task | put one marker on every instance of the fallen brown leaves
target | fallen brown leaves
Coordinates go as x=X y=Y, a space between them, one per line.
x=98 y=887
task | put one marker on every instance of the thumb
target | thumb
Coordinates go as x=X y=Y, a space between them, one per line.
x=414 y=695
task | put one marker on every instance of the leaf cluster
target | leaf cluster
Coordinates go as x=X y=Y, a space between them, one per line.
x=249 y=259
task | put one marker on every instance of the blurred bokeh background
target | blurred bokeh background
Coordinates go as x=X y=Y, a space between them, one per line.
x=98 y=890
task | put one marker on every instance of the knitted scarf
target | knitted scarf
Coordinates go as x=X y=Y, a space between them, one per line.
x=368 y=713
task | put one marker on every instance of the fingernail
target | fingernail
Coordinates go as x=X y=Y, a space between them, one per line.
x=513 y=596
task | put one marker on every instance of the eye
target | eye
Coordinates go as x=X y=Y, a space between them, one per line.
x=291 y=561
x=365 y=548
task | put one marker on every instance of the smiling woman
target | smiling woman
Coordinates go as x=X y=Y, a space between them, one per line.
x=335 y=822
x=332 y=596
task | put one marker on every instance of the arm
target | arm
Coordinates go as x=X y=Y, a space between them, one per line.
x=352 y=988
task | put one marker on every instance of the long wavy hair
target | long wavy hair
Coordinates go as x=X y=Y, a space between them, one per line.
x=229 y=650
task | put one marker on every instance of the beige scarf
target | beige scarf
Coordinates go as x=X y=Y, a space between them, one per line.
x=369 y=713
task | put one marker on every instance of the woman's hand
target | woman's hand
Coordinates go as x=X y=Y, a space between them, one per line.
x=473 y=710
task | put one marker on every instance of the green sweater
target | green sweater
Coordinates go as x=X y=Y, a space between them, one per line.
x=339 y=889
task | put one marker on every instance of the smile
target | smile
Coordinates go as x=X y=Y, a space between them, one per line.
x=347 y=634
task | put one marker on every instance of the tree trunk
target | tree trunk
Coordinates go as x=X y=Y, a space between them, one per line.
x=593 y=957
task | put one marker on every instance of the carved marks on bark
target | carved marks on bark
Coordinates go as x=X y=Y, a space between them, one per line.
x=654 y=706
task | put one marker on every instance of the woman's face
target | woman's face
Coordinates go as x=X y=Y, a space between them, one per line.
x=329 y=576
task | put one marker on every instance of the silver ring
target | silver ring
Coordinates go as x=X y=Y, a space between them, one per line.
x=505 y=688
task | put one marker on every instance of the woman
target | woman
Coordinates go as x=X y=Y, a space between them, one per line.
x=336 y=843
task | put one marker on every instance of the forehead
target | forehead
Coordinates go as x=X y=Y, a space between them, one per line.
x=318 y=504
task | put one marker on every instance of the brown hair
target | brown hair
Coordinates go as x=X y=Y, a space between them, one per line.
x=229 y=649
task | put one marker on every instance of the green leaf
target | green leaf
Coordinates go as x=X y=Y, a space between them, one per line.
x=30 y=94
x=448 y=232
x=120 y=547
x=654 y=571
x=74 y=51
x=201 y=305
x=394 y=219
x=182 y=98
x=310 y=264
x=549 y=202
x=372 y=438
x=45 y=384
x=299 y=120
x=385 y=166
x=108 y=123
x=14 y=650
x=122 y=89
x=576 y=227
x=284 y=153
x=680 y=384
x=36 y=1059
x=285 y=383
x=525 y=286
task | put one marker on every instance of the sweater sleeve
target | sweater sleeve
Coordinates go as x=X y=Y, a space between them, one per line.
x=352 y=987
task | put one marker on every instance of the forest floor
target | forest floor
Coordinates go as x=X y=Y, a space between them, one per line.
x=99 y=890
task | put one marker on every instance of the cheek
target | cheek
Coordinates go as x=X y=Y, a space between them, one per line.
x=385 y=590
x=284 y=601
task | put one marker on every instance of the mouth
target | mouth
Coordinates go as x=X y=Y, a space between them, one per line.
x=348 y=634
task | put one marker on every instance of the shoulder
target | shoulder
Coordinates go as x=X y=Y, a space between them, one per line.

________

AIM - Please write out the entries again, starting with the line with "task | put one marker on every instance of the brown" and going on through the line with "x=229 y=649", keeping every line in that span. Increase each coordinate number by 112 and leave everything else unchanged.

FINISHED EXERCISE -
task | put one marker on every instance of the brown hair
target | brown hair
Coordinates go as x=X y=Y, a space between them, one per line.
x=341 y=761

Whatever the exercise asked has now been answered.